● EXERCISE GOAL
Convert the entries below into a JSON list of strings, with one string for each line and blank lines left out.

● ENTRIES SHOWN
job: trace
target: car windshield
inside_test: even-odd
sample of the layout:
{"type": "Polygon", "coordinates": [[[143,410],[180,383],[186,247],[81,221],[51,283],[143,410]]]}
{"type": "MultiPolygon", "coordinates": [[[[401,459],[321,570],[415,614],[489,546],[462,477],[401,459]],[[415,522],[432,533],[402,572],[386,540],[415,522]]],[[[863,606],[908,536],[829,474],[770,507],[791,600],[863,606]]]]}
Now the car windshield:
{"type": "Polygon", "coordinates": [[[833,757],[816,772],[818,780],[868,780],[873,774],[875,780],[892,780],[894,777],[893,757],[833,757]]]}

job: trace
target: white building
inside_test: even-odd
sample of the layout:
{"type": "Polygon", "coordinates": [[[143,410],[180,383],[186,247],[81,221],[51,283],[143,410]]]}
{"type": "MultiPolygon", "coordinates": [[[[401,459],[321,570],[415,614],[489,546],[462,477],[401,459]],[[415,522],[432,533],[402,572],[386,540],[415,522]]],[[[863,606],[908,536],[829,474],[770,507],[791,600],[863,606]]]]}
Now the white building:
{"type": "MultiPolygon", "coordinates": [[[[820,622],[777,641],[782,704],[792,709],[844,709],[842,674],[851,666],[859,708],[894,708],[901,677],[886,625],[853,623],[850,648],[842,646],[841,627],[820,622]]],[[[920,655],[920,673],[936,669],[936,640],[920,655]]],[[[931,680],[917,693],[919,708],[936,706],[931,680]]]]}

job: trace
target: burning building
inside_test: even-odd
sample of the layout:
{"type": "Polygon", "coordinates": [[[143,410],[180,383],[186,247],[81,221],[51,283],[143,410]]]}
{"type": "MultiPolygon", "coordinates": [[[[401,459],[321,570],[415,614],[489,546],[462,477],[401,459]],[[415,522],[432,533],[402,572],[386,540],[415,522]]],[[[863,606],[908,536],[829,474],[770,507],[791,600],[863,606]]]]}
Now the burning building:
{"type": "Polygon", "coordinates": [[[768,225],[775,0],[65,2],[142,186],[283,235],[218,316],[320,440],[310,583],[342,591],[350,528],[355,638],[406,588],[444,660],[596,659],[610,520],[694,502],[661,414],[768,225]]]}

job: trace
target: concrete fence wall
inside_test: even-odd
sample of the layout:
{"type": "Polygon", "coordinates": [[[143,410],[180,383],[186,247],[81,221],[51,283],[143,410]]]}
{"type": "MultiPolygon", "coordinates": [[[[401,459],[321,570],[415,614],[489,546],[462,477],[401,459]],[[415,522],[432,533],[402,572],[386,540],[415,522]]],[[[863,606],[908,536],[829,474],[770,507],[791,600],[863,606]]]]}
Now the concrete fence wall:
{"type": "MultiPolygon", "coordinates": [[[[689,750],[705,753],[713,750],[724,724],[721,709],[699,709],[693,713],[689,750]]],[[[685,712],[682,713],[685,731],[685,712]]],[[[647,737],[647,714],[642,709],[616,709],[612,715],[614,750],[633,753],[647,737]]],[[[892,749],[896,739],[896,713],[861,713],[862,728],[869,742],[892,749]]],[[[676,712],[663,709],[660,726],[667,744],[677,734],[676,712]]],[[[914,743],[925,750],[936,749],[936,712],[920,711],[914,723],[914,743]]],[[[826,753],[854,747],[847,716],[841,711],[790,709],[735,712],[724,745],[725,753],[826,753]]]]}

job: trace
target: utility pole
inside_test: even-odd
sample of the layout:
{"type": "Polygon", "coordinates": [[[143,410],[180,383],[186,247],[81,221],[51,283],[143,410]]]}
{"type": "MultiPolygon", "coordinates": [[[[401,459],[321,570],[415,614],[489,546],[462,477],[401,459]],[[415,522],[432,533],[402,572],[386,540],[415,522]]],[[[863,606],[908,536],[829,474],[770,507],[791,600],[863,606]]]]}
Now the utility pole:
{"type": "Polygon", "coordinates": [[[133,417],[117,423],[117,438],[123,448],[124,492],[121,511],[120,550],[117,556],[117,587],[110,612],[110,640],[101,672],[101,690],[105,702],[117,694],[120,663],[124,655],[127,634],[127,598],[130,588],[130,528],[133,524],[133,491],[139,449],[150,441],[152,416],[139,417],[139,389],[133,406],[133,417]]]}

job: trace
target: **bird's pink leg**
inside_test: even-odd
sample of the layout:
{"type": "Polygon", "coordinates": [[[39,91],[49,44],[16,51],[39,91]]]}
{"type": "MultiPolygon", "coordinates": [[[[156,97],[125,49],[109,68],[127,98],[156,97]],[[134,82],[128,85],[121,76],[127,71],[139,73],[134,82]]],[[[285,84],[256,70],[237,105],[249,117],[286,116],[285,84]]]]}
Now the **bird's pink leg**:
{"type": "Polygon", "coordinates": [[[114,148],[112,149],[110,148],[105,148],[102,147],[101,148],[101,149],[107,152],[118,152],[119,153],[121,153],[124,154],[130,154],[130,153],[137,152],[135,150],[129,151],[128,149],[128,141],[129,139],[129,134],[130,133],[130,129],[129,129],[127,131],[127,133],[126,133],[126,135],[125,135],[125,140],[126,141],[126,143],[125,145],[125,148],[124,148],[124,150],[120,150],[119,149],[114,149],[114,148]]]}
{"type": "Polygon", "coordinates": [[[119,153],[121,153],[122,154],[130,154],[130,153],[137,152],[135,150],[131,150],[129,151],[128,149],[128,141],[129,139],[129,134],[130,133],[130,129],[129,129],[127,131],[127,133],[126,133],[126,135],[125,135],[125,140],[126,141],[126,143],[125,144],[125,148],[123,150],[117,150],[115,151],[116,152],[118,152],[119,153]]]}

● PROBLEM SOLUTION
[
  "job: trace",
  "target: car windshield",
  "inside_test: even-odd",
  "sample of the layout:",
  "{\"type\": \"Polygon\", \"coordinates\": [[[143,410],[180,383],[186,247],[81,221],[51,283],[143,410]]]}",
  "{\"type\": \"MultiPolygon\", \"coordinates\": [[[[401,459],[321,570],[415,614],[489,546],[462,477],[401,459]],[[415,522],[432,533],[402,572],[386,540],[415,522]]],[[[863,606],[908,536],[829,474],[770,507],[791,600],[863,606]]]]}",
  "Now the car windshield:",
  "{\"type\": \"Polygon\", \"coordinates\": [[[833,757],[816,772],[818,780],[868,780],[873,774],[875,780],[892,780],[894,777],[893,757],[833,757]]]}",
  "job: trace",
  "target: white building",
  "inside_test: even-odd",
  "sample of the layout:",
  "{\"type\": \"Polygon\", \"coordinates\": [[[143,410],[180,383],[186,247],[81,221],[51,283],[143,410]]]}",
  "{\"type\": \"MultiPolygon\", \"coordinates\": [[[[401,459],[321,570],[415,614],[489,546],[462,477],[401,459]],[[415,522],[432,533],[402,572],[386,540],[415,522]]],[[[863,606],[908,536],[829,474],[770,507],[791,600],[863,606]]]]}",
  "Now the white building:",
  "{\"type\": \"MultiPolygon\", \"coordinates\": [[[[820,622],[777,641],[782,704],[792,709],[844,709],[842,674],[851,666],[859,708],[894,708],[901,677],[886,625],[853,623],[850,648],[842,646],[841,627],[820,622]]],[[[920,655],[920,673],[936,669],[936,640],[920,655]]],[[[931,680],[917,693],[919,708],[936,706],[931,680]]]]}",
  "job: trace",
  "target: burning building",
  "inside_test: even-odd",
  "sample of the layout:",
  "{\"type\": \"Polygon\", \"coordinates\": [[[143,410],[180,383],[186,247],[81,221],[51,283],[143,410]]]}",
  "{\"type\": \"MultiPolygon\", \"coordinates\": [[[[401,459],[321,570],[415,614],[489,546],[462,477],[401,459]],[[415,522],[432,533],[402,572],[386,540],[415,522]]],[[[863,606],[908,536],[829,474],[770,507],[791,600],[863,606]]]]}",
  "Now the burning building:",
  "{\"type\": \"Polygon\", \"coordinates\": [[[768,225],[775,0],[65,2],[142,186],[283,235],[218,316],[320,440],[310,583],[342,591],[350,528],[355,638],[406,588],[444,660],[596,659],[610,520],[694,502],[661,414],[768,225]]]}",
  "job: trace",
  "target: concrete fence wall",
  "inside_test: even-odd",
  "sample of the layout:",
  "{\"type\": \"Polygon\", \"coordinates\": [[[143,410],[180,383],[186,247],[81,221],[51,283],[143,410]]]}",
  "{\"type\": \"MultiPolygon\", \"coordinates\": [[[[401,459],[321,570],[415,614],[489,546],[462,477],[401,459]],[[415,522],[432,533],[402,572],[386,540],[415,522]]],[[[863,606],[908,536],[829,474],[770,507],[791,600],[863,606]]]]}",
  "Now the concrete fence wall:",
  "{\"type\": \"MultiPolygon\", \"coordinates\": [[[[689,750],[705,753],[713,750],[724,724],[721,709],[699,709],[693,713],[689,750]]],[[[685,712],[682,713],[685,731],[685,712]]],[[[647,737],[647,714],[642,709],[616,709],[612,715],[614,750],[633,753],[647,737]]],[[[892,749],[896,739],[896,713],[861,713],[862,728],[869,742],[892,749]]],[[[676,712],[663,709],[660,726],[667,744],[677,734],[676,712]]],[[[914,743],[925,750],[936,749],[936,712],[920,711],[914,723],[914,743]]],[[[826,753],[854,747],[847,716],[841,711],[790,709],[735,712],[724,745],[725,753],[826,753]]]]}",
  "job: trace",
  "target: utility pole",
  "inside_test: even-odd",
  "sample of the layout:",
  "{\"type\": \"Polygon\", \"coordinates\": [[[143,410],[180,383],[186,247],[81,221],[51,283],[143,410]]]}",
  "{\"type\": \"MultiPolygon\", \"coordinates\": [[[[401,459],[321,570],[415,614],[489,546],[462,477],[401,459]],[[415,522],[432,533],[402,572],[386,540],[415,522]]],[[[863,606],[908,536],[829,474],[770,507],[791,600],[863,606]]]]}",
  "Now the utility pole:",
  "{\"type\": \"Polygon\", \"coordinates\": [[[133,417],[117,423],[117,438],[123,448],[124,492],[121,511],[120,550],[117,556],[117,587],[110,612],[110,640],[101,672],[101,690],[105,702],[117,694],[120,663],[124,655],[127,634],[127,598],[130,588],[130,528],[133,524],[133,491],[139,449],[150,441],[152,416],[139,417],[139,389],[133,406],[133,417]]]}",
  "job: trace",
  "target: **bird's pink leg**",
  "inside_test: even-odd",
  "sample of the layout:",
  "{\"type\": \"Polygon\", \"coordinates\": [[[39,91],[49,44],[16,51],[39,91]]]}",
  "{\"type\": \"MultiPolygon\", \"coordinates\": [[[[156,97],[125,49],[109,68],[127,98],[156,97]],[[134,82],[128,85],[121,76],[127,71],[139,73],[134,82]]],[[[285,84],[256,70],[237,105],[249,117],[286,116],[285,84]]]]}",
  "Now the **bird's pink leg**:",
  "{\"type\": \"Polygon\", \"coordinates\": [[[114,148],[112,149],[110,148],[105,148],[102,147],[101,148],[101,149],[107,152],[118,152],[119,153],[121,153],[124,154],[130,154],[130,153],[137,152],[135,150],[129,151],[128,149],[128,141],[129,139],[129,134],[130,133],[130,129],[129,129],[127,131],[127,133],[126,133],[126,135],[125,135],[125,140],[126,141],[126,143],[125,145],[125,148],[124,148],[124,150],[120,150],[119,149],[114,149],[114,148]]]}",
  "{\"type\": \"Polygon\", \"coordinates\": [[[119,153],[121,153],[122,154],[130,154],[130,153],[137,152],[135,150],[131,150],[129,151],[128,149],[128,141],[129,139],[129,134],[130,133],[130,129],[129,129],[127,131],[127,133],[126,133],[126,135],[125,135],[125,140],[126,141],[126,143],[125,144],[125,148],[123,150],[117,150],[115,151],[116,152],[118,152],[119,153]]]}"
]